TAREA A =
Responde estas preguntas sobre el texto acerca de Lancaster:
(i) ¿Cuál es la organización hispana más grande de Lancaster?
(ii) ¿Cuántos años lleva Yirmares Cuevas trabajando en SACA?
(iii) ¿Cuál es el mayor desafío para las familias que llegan a Lancaster?
TAREA B = Reescribe como lista numerada el tramo del listado desde la línea que contiene "beak appears on the display." hasta la que contiene "[107,139,174,161]", ambas incluidas, sin las líneas en blanco.

Entonces, ¿cómo lidia una ciudad pequeña, pero de ingresos medios-altos, con centenares de personas que –legal y legítimamente– llegan a ella tras haber sido desplazadas por un desastre natural? ¿Quién se hace cargo?

”No podemos proveer servicios sociales de forma directa, pero lo que sí podemos hacer es asegurarnos de conectar con las organizaciones que sí pueden”.


La respuesta está en las organizaciones sociales.

La organización hispana más grande de Lancaster es la Asociación Civil Hispanoamericana, o SACA, por sus siglas en inglés. Hasta la fecha, SACA está asistiendo a 95 familias boricuas y ayudándoles a navegar el sistema: desde conseguir una vivienda, hasta proveerles de ropa abrigada y artículos de aseo.

“Ha sido una locura. Nunca he visto o he tenido que lidiar con algo de esta magnitud en mis 16 años trabajando en SACA“, dice Yirmares Cuevas, directora del centro.

Rivera, desde el distrito escolar, concuerda con Cuevas. “Este huracán ha sido lo más difícil con lo que hemos tenido que tratar desde que estamos en este trabajo, y ha sido también lo más importate en términos de cuántas personas han llegado a Lancaster“.


Entre todos estos problemas, el mayor desafío para las familias que llegan a Lancaster es el acceso a una vivienda asequible. Se trata de una situación presente en todo EEUU, pero que se agrava dada la situación de vulnerabilidad y precariedad con la que muchos boricuas llegan a Lancaster.

LISTADO PROPORCIONADO =
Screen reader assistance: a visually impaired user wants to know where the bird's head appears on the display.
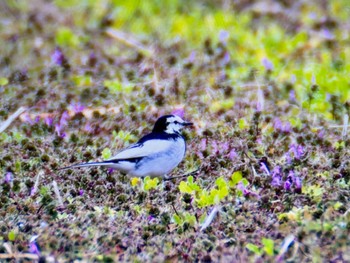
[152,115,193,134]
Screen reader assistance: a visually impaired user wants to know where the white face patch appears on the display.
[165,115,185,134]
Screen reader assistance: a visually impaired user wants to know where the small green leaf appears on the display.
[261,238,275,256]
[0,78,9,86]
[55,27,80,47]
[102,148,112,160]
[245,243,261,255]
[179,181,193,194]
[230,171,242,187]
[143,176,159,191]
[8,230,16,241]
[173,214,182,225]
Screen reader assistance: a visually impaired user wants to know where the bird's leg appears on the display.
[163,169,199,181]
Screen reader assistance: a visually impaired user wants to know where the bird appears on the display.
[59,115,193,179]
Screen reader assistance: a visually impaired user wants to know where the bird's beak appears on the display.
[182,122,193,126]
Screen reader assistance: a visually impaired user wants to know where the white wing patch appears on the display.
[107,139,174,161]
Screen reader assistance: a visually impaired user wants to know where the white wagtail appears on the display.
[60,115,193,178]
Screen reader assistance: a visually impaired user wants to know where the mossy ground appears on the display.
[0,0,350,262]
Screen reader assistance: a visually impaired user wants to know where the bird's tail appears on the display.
...
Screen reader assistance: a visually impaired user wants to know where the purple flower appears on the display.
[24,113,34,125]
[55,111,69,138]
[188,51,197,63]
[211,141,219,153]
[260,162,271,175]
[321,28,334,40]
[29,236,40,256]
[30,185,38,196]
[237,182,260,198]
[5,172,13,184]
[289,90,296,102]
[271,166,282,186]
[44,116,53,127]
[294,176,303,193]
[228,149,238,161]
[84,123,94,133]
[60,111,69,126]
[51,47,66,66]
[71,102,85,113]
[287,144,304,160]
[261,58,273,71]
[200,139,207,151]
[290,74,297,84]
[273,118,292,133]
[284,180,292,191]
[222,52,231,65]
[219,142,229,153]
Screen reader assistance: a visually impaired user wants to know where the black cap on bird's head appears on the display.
* * *
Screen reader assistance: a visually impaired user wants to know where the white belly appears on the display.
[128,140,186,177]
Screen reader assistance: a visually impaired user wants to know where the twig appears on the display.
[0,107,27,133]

SOLUCIÓN A =
(i) La Asociación Civil Hispanoamericana (SACA).
(ii) 16 años.
(iii) El acceso a una vivienda asequible.

SOLUCIÓN B =
1. Screen reader assistance: a visually impaired user wants to know where the bird's beak appears on the display.
2. [182,122,193,126]
3. Screen reader assistance: a visually impaired user wants to know where the white wing patch appears on the display.
4. [107,139,174,161]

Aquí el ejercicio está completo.